▸ **STATED PROBLEM**
Transcribe the listing below word for word, beginning with the line that contains "Reviewer check: make sure each instance of the shadow" and continuing through the last line of the listing.

Location identification listing
======
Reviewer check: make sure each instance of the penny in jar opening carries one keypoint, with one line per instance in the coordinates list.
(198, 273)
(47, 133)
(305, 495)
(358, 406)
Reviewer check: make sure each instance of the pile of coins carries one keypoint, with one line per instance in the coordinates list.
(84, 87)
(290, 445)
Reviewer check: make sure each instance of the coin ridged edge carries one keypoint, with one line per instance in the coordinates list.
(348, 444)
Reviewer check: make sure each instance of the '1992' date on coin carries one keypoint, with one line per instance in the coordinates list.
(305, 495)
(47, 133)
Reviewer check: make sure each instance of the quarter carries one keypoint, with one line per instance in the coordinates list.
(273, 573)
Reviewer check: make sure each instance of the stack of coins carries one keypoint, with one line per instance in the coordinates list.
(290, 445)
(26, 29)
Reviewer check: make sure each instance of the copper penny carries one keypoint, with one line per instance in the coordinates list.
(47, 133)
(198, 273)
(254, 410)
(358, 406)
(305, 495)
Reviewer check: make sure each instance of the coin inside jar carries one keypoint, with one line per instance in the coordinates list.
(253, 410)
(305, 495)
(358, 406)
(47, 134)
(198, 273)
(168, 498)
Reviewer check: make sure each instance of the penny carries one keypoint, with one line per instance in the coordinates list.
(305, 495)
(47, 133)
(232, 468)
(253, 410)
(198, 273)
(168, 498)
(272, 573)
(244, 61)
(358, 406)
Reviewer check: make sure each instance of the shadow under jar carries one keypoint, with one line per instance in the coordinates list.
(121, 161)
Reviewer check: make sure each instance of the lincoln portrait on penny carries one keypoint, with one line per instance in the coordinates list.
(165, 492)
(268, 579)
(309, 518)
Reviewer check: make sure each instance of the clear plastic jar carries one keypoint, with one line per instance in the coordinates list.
======
▸ **EXERCISE ANSWER**
Reviewer check: make sure each instance of the shadow under jar carries one keypoint, with one line per instance in the coordinates list.
(121, 161)
Reviewer check: make sure each instance of the lincoln portrait on penny carries one keypoint, with one line per instance in the coordinates list.
(165, 492)
(268, 579)
(309, 518)
Reviewer check: make sure each instance of the clear plastic jar carries one keypoint, with one line per instance in the coordinates list.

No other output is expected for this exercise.